* 作業内容
a) 自己資本比率の解説のうち、「そして、自己資本比率が高いと」と「べて「良好」なのでしょうか?」の間を両端も含めて一字一句そのまま書き写してください。
b) 自己資本比率の解説をもとに、次の問いに答えてください。
(i) 2024年中小企業白書の抜粋で、全業種平均の自己資本比率は何%ですか。
(ii) 日本政策金融公庫の調査で、情報通信業の自己資本比率は何%ですか。
(iii) 純資産合計がマイナスの場合、金融機関は自己資本比率をどう扱いますか。
c) 次の各記述が自己資本比率の解説の内容と一致するかを「はい」か「いいえ」で答え、判断の根拠となる本文の語句を正確に引用してください。
(i) 日本政策金融公庫の調査では全業種平均が公表されている。
(ii) 日本政策金融公庫の調査で、小売業の自己資本比率は22.8%である。
(iii) 金融機関は自己資本比率の「%」だけを見て単純に良し悪しを判断している。

自己資本比率とは、総資本における自己資本の割合のことをいいます。

〈計算式〉
自己資本比率=自己資本÷総資本×100(%)

自己資本比率は財務の安全性や健全性を図る際に用いる代表的な比率です。自己資本比率が高ければそれだけ財務が安定していて、低いと財務が安定せず経営悪化につながり、さらに債務超過になる可能性が高まるといわれています。よって、自己資本比率は企業の財務状況の代表的なバロメーターの一つだといえるでしょう。

自己資本比率はどれくらいの数値があればよいのですか?

多くの経営者の方が「30%あればよい」と理解されているようですが、実際に経営指標などで確認してみましょう。

以下は、2024年中小企業白書の「中小企業(法人企業)の経営指標(2022年度)」からの抜粋です。全業種平均が41.71%となっていて、前述した30%を超えています。

〈参考〉中小企業(法人企業)の経営指標(2022年度)

日本政策金融公庫「小企業の経営指標調査」では全業種平均の公表はされていませんが、例えば、建設業の自己資本比率は26.9%(黒字かつ自己資本プラス企業平均値)、同じく製造業は25.1%、情報通信業は33.5%、卸売業は23.9%、小売業は22.8%、飲食・宿泊業は25.8%となっています。

出典:小企業の経営指標調査|日本政策金融公庫

さまざまな機関などが経営指標を公表していますが、このようにバラつきがあるので注意が必要です。一例として日本政策金融公庫の指標によりますと、確かに自己資本比率「30%」=優良企業である、という基準には一理あると思われます。

金融機関は自己資本比率を重視するものですか?

原則として、重視していると考えて間違いありません。一般的に金融機関の思考は、総資本と純資産合計額を見て「%」を算出します。純資産合計がマイナスであれば、債務超過なのでそもそも自己資本比率など算出しません。

そして、自己資本比率が高いと判断すれば「なぜ高いのか?」「業績の経緯は?」などを確認します。低いと判断をしても、流動資産の状況(現預金残高など)や資金繰り表などから資金繰り状況の判断する流れです。

つまり金融機関は単に自己資本比率の「%」も見て単純に良し悪しを判断しているわけではありません。金融機関は自己資本(比率)の「中身」を見て財務状況を判断しています。さらに融資判断に至っては他の要素も加味しながら総合的な判断をしています。

具体的に自己資本比率の「中身」とはどういうことですか?

以下、具体例をあげて解説します。

例えば、前期の自己資本比率が20%の企業があり、その企業が翌期にA~Cのパターンの貸借対照表になったとしましょう。

A、B、Cどのパターンでも「20%」から「30%」にアップしていますが、すべて「良好」なのでしょうか?

* 座標ラベリングデータ
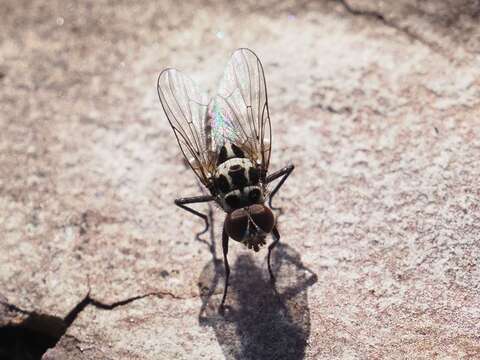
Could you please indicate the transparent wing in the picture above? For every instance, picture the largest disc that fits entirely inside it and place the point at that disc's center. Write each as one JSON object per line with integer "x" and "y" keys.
{"x": 239, "y": 113}
{"x": 186, "y": 110}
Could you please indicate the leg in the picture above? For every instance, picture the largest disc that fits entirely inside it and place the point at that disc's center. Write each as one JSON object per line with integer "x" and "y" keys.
{"x": 284, "y": 173}
{"x": 194, "y": 200}
{"x": 276, "y": 239}
{"x": 227, "y": 268}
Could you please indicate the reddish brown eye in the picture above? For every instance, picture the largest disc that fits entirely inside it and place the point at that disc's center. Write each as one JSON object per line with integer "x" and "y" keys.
{"x": 263, "y": 217}
{"x": 236, "y": 224}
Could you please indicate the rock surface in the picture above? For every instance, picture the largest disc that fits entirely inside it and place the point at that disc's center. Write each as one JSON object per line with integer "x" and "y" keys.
{"x": 376, "y": 103}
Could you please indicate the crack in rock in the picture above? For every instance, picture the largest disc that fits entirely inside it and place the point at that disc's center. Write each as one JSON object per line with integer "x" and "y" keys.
{"x": 32, "y": 337}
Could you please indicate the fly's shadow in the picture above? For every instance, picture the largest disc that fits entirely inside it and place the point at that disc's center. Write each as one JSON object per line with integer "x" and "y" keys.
{"x": 261, "y": 321}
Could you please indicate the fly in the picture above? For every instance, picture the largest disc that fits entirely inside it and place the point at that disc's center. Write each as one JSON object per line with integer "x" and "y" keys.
{"x": 227, "y": 143}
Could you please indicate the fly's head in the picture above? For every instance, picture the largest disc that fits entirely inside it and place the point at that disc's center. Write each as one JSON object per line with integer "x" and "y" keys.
{"x": 250, "y": 225}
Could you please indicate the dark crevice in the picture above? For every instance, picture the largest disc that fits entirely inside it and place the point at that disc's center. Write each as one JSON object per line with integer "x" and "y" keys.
{"x": 405, "y": 30}
{"x": 31, "y": 338}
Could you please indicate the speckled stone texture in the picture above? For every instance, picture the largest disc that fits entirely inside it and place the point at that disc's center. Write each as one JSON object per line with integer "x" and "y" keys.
{"x": 376, "y": 103}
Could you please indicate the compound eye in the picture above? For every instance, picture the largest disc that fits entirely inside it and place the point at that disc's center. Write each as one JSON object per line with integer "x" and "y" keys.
{"x": 254, "y": 195}
{"x": 233, "y": 201}
{"x": 236, "y": 224}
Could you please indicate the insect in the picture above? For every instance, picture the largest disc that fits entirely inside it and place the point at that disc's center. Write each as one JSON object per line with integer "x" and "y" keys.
{"x": 227, "y": 143}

* 回答一覧
a)
そして、自己資本比率が高いと判断すれば「なぜ高いのか?」「業績の経緯は?」などを確認します。低いと判断をしても、流動資産の状況(現預金残高など)や資金繰り表などから資金繰り状況の判断する流れです。

つまり金融機関は単に自己資本比率の「%」も見て単純に良し悪しを判断しているわけではありません。金融機関は自己資本(比率)の「中身」を見て財務状況を判断しています。さらに融資判断に至っては他の要素も加味しながら総合的な判断をしています。

具体的に自己資本比率の「中身」とはどういうことですか?

以下、具体例をあげて解説します。

例えば、前期の自己資本比率が20%の企業があり、その企業が翌期にA~Cのパターンの貸借対照表になったとしましょう。

A、B、Cどのパターンでも「20%」から「30%」にアップしていますが、すべて「良好」なのでしょうか?

b)
(i) 41.71%
(ii) 33.5%
(iii) 債務超過とみなし、自己資本比率をそもそも算出しません。

c)
(i) いいえ。「全業種平均の公表はされていません」
(ii) はい。「小売業は22.8%」
(iii) いいえ。「単純に良し悪しを判断しているわけではありません」